If your bread is kept in a dry place it hardens before going stale. Most people forget that in the old days pre refrigeration bread would be left out to get stale vs becoming moldy. Stale hard bread is edible bread if you add moisture to it.
They add preservatives like propionic acid to the bread in the US to make it last longer and be shelf stable and soft for days. Try baking your own bread and sitting it next to a loaf from Walmart and see which one molds faster if you don't believe me.
 
They add preservatives like propionic acid to the bread in the US to make it last longer and be shelf stable and soft for days. Try baking your own bread and sitting it next to a loaf from Walmart and see which one molds faster if you don't believe me.
Propionic acid is derived from meats and cheeses. You're probably not using cheese extracts when baking the dough, another thing you have to think about most bread that goes moldy is also in a damp place usually in a plastic bag. Putting your bread in paper will dry it out but you won't get it moldy and you can remoist hard bread and save money. I mean if you understand bread preservation wait til you hear how organic hard tack was meant to last years in its state.
 
Propionic acid is derived from meats and cheeses. You're probably not using cheese extracts when baking the dough, another thing you have to think about most bread that goes moldy is also in a damp place usually in a plastic bag. Putting your bread in paper will dry it out but you won't get it moldy and you can remoist hard bread and save money. I mean if you understand bread preservation wait til you hear how organic hard tack was meant to last years in its state.

• [RAW DATA]

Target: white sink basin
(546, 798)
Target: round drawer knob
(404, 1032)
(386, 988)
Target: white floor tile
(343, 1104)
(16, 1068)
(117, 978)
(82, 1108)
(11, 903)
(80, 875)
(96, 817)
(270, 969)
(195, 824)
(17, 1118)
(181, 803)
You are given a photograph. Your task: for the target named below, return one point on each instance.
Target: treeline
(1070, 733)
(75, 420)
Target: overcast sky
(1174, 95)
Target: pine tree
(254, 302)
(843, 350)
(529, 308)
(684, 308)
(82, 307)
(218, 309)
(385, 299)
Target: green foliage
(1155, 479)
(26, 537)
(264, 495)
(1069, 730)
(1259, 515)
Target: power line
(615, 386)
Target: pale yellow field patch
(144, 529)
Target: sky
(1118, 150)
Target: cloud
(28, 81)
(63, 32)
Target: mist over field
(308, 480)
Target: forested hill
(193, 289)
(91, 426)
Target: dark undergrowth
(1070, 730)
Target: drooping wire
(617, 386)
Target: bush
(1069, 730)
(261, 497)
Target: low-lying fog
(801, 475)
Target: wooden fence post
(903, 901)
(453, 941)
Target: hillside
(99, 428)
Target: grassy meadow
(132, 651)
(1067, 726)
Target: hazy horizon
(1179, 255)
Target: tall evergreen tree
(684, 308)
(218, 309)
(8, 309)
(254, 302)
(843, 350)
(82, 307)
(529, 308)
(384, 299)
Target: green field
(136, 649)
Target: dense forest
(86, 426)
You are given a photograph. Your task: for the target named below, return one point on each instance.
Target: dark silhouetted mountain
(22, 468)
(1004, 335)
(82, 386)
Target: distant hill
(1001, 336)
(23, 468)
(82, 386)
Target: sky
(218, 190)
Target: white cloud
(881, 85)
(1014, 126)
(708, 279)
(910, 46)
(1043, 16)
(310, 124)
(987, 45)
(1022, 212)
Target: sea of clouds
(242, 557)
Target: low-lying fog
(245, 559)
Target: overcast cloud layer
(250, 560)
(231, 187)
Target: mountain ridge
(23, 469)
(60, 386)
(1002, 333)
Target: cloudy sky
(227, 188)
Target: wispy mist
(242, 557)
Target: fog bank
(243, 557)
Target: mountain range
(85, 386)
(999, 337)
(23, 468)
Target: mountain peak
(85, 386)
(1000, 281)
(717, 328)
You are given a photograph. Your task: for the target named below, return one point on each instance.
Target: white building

• [WHAT TO PRODUCE] Rewrite the passage on stale bread from "If your bread" to "moisture to it.", replacing "dry place" with "cool spot".

• [TASK RESPONSE]
If your bread is kept in a cool spot it hardens before going stale. Most people forget that in the old days pre refrigeration bread would be left out to get stale vs becoming moldy. Stale hard bread is edible bread if you add moisture to it.